• _Instructions_:
a) In the article on the Twilight craze, rewrite the passage from "Within a year, you" up to and including "snap it up.", replacing "coffee" with "tea".
b) Name every character from the Twilight franchise who is mentioned by name in the article on the Twilight craze.
c) Continue the article on the Twilight craze from its final sentence.

• _Source passage_:
::::

Fifteen years ago, in a world rattled by economic turmoil and facing impending recession, one of the most influential phenomena of our time emerged — an issue that would dominate the discourse, capture the intellect, and shape the political destinies of an entire generation. I am talking, of course, about the question: Team Edward or Team Jacob?
November 2008 marked the theatrical release of Twilight, the first film adaptation of the romance novels that centred on a love triangle between a vampire, a werewolf, and a teenage girl. By this point, they had already become a transformative force in the book world — but this was only the beginning.
Within a year, you couldn’t swing a cat without hitting something Twilight-themed. There was a Twilight-themed makeup palette, and Immortal Twilight perfume to dab on your pulse points. You could drink your coffee from a Team Edward mug in the morning, roll up to the Burger King drive-thru in Edward Cullen’s Volvo C30, order a Twilight-themed kids’ meal for lunch, then go home and curl up in the arms of your Edward body pillow beneath your precise replica of Bella’s purple duvet. The franchise’s rabid fanbase was a market force unto itself: brand something as a Twilight tie-in, and they’d snap it up.
These fans weren’t just a reliable income stream, though: they were a powerful, even political, faction that was not to be trifled with. I was a reporter on the Young Hollywood beat for MTV News at the height of the Twilight craze, and so great was their cultural power that an editorial edict instructed we refrain from calling them “Twihards”, because they didn’t like it.

::::

• _Material provided_:
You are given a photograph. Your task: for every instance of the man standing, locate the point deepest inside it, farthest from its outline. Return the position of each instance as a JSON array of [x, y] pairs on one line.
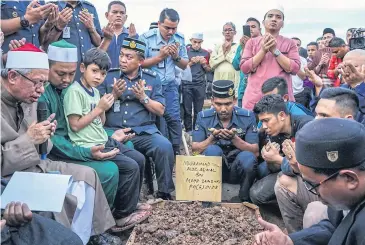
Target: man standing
[[23, 83], [339, 50], [165, 49], [269, 56], [117, 16], [255, 30], [194, 92], [223, 55], [230, 132], [332, 163], [137, 103], [81, 27]]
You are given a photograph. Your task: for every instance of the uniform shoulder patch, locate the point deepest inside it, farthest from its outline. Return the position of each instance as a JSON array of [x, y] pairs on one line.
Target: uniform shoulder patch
[[150, 33], [149, 72], [208, 113], [242, 112], [87, 2]]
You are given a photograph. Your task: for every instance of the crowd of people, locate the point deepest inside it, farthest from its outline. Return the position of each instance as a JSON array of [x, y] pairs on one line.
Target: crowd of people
[[287, 121]]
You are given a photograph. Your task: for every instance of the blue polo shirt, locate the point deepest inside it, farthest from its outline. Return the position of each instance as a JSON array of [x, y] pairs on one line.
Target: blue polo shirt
[[15, 9], [243, 120], [154, 41], [115, 47], [128, 111]]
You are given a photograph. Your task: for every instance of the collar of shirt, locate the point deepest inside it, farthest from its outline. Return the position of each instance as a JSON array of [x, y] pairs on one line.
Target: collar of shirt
[[161, 40], [139, 75]]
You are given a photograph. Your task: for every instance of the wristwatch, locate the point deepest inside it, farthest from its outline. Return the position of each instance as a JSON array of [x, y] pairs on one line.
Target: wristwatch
[[277, 52], [146, 100], [24, 22], [177, 59]]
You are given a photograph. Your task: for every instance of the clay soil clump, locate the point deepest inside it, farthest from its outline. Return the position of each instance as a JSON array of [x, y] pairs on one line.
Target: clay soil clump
[[185, 224]]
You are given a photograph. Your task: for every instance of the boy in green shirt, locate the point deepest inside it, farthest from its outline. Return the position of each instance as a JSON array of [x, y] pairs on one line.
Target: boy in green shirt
[[85, 113]]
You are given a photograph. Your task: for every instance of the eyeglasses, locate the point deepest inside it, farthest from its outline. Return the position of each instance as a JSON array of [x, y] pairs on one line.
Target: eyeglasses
[[37, 84], [313, 187], [167, 28]]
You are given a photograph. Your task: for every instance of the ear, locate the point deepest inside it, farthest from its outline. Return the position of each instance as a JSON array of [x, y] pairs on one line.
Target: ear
[[351, 178], [82, 68], [286, 97], [12, 77]]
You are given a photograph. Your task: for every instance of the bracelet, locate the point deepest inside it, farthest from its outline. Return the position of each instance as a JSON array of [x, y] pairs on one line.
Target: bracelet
[[57, 29]]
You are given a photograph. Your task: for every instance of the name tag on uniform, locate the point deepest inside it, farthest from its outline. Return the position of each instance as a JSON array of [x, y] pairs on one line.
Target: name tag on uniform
[[161, 64], [116, 107], [66, 32]]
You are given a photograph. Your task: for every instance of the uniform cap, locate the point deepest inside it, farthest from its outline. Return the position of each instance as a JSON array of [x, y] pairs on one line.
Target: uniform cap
[[331, 143]]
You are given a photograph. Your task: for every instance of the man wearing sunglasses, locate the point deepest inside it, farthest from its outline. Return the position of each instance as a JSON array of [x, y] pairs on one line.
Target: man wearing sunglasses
[[332, 163], [165, 49]]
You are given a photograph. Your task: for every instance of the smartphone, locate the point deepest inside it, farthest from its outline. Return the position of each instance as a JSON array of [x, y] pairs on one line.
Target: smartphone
[[247, 30]]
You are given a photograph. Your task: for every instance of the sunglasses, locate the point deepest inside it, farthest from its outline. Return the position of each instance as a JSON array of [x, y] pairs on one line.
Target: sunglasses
[[313, 187], [37, 84]]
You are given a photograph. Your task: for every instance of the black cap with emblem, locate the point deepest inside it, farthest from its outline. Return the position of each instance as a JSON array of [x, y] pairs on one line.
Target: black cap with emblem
[[134, 44], [331, 143], [222, 89]]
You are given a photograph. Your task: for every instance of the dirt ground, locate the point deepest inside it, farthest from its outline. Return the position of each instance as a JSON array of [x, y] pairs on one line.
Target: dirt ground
[[181, 223]]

::::

• _Per-task outputs_:
a)
Within a year, you couldn’t swing a cat without hitting something Twilight-themed. There was a Twilight-themed makeup palette, and Immortal Twilight perfume to dab on your pulse points. You could drink your tea from a Team Edward mug in the morning, roll up to the Burger King drive-thru in Edward Cullen’s Volvo C30, order a Twilight-themed kids’ meal for lunch, then go home and curl up in the arms of your Edward body pillow beneath your precise replica of Bella’s purple duvet. The franchise’s rabid fanbase was a market force unto itself: brand something as a Twilight tie-in, and they’d snap it up.

b) Edward Cullen, Jacob, Bella

c)
At first, Twilight‘s cultural influence was chalked up to its popularity among adolescent girls. Edward and Bella’s romance was a love story, but also an obvious abstinence parable, making it a perfect vehicle for teens to explore the burgeoning passions for which they otherwise had no words. This, at least, was not surprising: every generation has something that both captures the imagination and inspires the lust of a young female audience. I was too old to be swept up in the Edward Cullen craze, but just the right age to spend long hours earnestly debating with my friends which of the Teenage Mutant Ninja Turtles would make the best boyfriend. (Raphael, obviously.)
But the way Twilight captured the broader discourse was more unusual, which had as much to do with timing as with the story itself. Twilight dropped directly into the midst of a digital revolution that catapulted fandom from niche communities to a global, quasi-political force. The iPhone, Goodreads and Tumblr all debuted in 2007; when Twilight the movie was released a year later, it was the spark in an armoury already filled with 10 different types of ammunition.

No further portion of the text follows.